> **ASSIGNMENT**: Please continue the article below on the Lukashenko family's EU trips and business ties, starting after its last sentence.

> **EXERCISE TEXT**:
..............................

The cost of the 2017 and 2018 trips alone would be at least €480,000 — way beyond Anna and her husband’s declared joint incomes of some €80,000, the Belarusian Investigative Center noted, in a glaring sign of regime corruption.

It is unknown what Anna is doing these days or if she and her entourage still use their EU travel perks.

But records show that in 2018 and 2020 she used to work in BelAZ Trading House, which sells Belarusian trucks and machine parts in Russia.

Her husband Dmitry is chairman of the state-public association, the Presidential Sports Club, which EU sanctions documents describe as a front for Lukashenko-family business interests.

Anna’s sister and brother-in-law (Tatiana Kulakova and Volodymyr Kulakov) are also in the family firm.

Tatiana, who often holidayed in the EU with Anna, works for a state-funded TV production company, while Volodymyr runs the Tennis Club part of Dmitry Lukashenko’s sports empire.

..............................

> **DATA UNDER STUDY**:
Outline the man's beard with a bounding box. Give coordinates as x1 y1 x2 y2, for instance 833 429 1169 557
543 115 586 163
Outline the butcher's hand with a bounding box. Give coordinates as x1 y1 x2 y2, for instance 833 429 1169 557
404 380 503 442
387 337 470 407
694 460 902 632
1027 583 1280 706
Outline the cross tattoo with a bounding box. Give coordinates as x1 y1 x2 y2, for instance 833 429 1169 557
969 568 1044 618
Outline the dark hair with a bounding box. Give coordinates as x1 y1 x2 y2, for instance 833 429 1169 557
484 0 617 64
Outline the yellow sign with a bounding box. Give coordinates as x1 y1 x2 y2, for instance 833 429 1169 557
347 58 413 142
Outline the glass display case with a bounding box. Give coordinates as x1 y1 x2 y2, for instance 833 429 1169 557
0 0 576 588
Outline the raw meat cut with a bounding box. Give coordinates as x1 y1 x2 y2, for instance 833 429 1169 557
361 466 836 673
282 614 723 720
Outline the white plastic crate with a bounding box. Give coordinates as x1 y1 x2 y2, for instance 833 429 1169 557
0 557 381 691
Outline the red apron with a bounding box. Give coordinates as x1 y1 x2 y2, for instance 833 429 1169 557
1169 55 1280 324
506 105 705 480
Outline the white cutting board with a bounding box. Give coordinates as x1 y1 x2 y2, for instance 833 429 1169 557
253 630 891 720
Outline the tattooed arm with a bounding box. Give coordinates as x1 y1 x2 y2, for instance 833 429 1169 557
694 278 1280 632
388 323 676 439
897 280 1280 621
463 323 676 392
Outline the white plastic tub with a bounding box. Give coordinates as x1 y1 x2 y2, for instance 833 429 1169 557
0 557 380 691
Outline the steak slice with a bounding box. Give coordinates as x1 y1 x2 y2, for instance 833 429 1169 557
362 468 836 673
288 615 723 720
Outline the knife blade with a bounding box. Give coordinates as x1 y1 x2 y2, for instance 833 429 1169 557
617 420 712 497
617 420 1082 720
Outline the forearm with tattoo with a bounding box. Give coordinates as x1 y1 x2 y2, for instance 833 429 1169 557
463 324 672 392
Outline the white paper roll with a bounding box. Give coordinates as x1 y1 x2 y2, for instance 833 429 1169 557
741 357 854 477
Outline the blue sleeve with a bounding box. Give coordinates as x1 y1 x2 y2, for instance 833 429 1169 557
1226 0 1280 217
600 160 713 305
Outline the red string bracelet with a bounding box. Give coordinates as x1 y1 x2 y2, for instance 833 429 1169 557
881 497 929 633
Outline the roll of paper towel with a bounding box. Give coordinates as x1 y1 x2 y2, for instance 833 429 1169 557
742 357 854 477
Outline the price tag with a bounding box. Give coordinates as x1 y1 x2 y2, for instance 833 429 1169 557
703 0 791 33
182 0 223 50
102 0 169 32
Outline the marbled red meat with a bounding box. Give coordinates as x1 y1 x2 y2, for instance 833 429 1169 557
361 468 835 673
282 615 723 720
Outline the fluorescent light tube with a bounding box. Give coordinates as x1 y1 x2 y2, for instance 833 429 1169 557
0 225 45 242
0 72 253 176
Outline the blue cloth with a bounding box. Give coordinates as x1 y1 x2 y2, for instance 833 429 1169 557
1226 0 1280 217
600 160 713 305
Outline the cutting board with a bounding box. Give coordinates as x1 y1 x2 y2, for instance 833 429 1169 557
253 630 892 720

..............................

> **REPLY**:
Tatiana also has a small chain of clothes shops, one of which is located in the same mall as Liliya Lukashenko’s art gallery in Minsk.

Meanwhile, Anna’s travel to EU cities over the years also included Barcelona, Ljubljana, Frankfurt, Munich, Pisa, Thessaloniki, and Vienna, the flight data showed.

And some of the trips highlighted the Lukashenko family’s business ties in Europe.

In 2017, for instance, Anna and her husband Dmitry flew home from a birthday trip in Cagliari to Minsk with a Slovenian businessman, Zivorad Smiljković from the Ljubljana-based firm Riko, which has won millions of dollars of construction contracts in Belarus.

In 2019, Smiljković also flew with Lukashenko’s closest relatives from Sion (Switzerland) to the Belarusian capital.

But not all of the dictator’s associates are so lucky.

Lukashenko’s presidential jet, a VIP-model of a Boeing-767, has golden toilet bowls, Belarusian activists revealed in 2021.

But when Lukashenko visited Yerevan last week, his long-serving foreign minister, Viktor Makai, flew home on a cargo plane, amid overboard temperatures of minus 60 degrees Celsius and in onboard temperatures of no more than 10 degrees Celsius.

Makai can be seen rubbing his cold, anxious hands together in an interview with the CTV.by broadcaster one week ago — shortly before he died, suddenly, on 26 November.

The EU last updated its Belarus sanctions, which also includes economic measures, in March on grounds of Belarus’ “role in the Russian military aggression of Ukraine”.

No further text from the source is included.